# Text for analysis
------------------------
The only known salvageable footage of this historic event is Blister Freak Circus (Skizz Cyzyk and Joe Tropea) performing Devo's "Gut Feeling" - with the backbeat provided by Pong! Scott Huffines filmed this at Memory Lane, brilliantly inserting stock footage clips that evoke the Devo aesthetic (think "It's a Beautiful World").
"Gut Feeling" by Blister Freak Circus
from Atomic Books' "Q: Are We Not Kiss? A: We Are Devo!"
Memory Lane, early 1990's
Here's Scott's backstory on this event:
Peruse the City Paper nightclub listings and you are likely to find a plethora of hipster-ironic musical mash-ups with clever names like "Johnny Clash's Planet of the Apes 80's Flashback" or "The White Strokes versus Wu Tang & Wang Chung."
But in the early days of Baltimore hipsterdom this was not the case.
That is until the tax man came knocking at Atomic Books' door.
A $5,000 tax bill loomed large. How was Huffines to pay? A book sale? Although during the 90's Baltimore was referred to as "The City That Reads," the fact was, no one read. Of course they occasionally bought books -- but only to decorate their living spaces with. What was he to do?
Suddenly a light bulb appeared above Huffines' head, a 150-watt illuminated marquee scrolling a message: "Put on a show, Little Rascals style!"
And since Kiss and Devo were his favorite bands he decided: What better way to beg for money than to force feed the grunge-loving public the music of his youth? And thus was born:
"Q: Are We Not Kiss? A: We Are Devo!"
The show was a rollicking success, even garnering a coveted City Paper "Best Of" award. Huffines and Warner videotaped the event, utilizing antique VHS cameras the size and weight of cinderblocks. They stored the tapes away never knowing that they were Atomic TV's legacy, their Dead Sea Scrolls, their Book of Genesis.
------------------------
# Source data
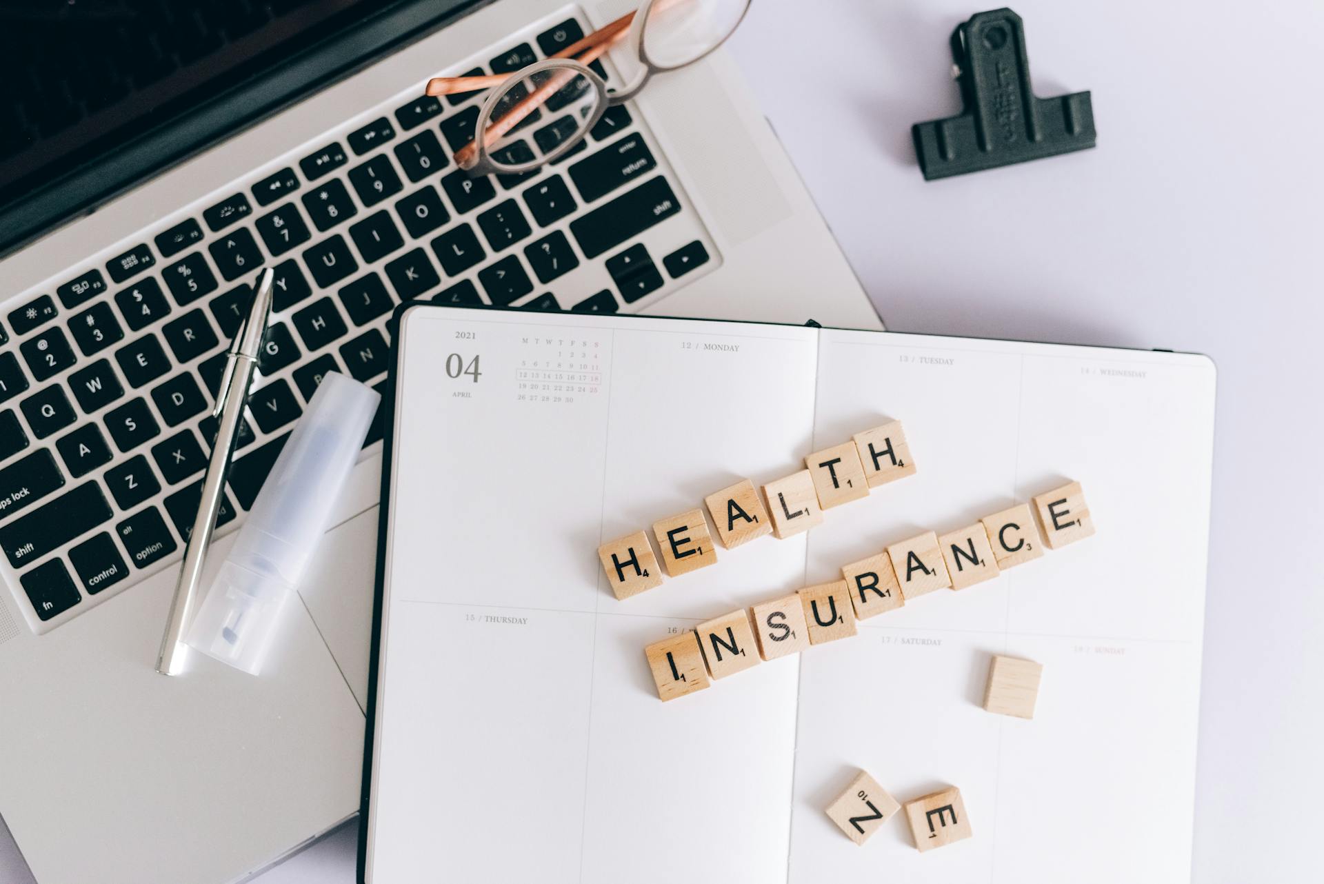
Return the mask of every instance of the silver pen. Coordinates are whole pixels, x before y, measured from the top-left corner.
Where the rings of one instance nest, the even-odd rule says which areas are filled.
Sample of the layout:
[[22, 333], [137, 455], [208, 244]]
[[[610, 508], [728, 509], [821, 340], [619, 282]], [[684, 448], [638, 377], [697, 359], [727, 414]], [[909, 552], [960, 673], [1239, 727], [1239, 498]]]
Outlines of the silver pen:
[[175, 585], [169, 621], [166, 625], [166, 635], [162, 637], [160, 656], [156, 658], [156, 671], [162, 675], [177, 675], [187, 655], [188, 647], [181, 637], [184, 627], [192, 619], [197, 584], [203, 578], [203, 565], [207, 561], [207, 547], [211, 544], [216, 516], [225, 498], [225, 472], [234, 454], [234, 442], [244, 417], [244, 400], [248, 398], [249, 382], [253, 380], [253, 369], [257, 367], [262, 347], [262, 335], [266, 333], [274, 282], [275, 274], [270, 269], [263, 270], [257, 283], [257, 292], [253, 295], [253, 306], [234, 335], [229, 359], [225, 360], [225, 373], [221, 375], [216, 406], [212, 409], [212, 417], [218, 421], [212, 459], [203, 478], [203, 499], [197, 506], [197, 517], [193, 519], [193, 531], [184, 543], [184, 566], [179, 573], [179, 584]]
------------------------
# Exercise
In the text about the Kiss and Devo benefit show, how large was the tax bill facing Atomic Books?

# Solution to the problem
$5,000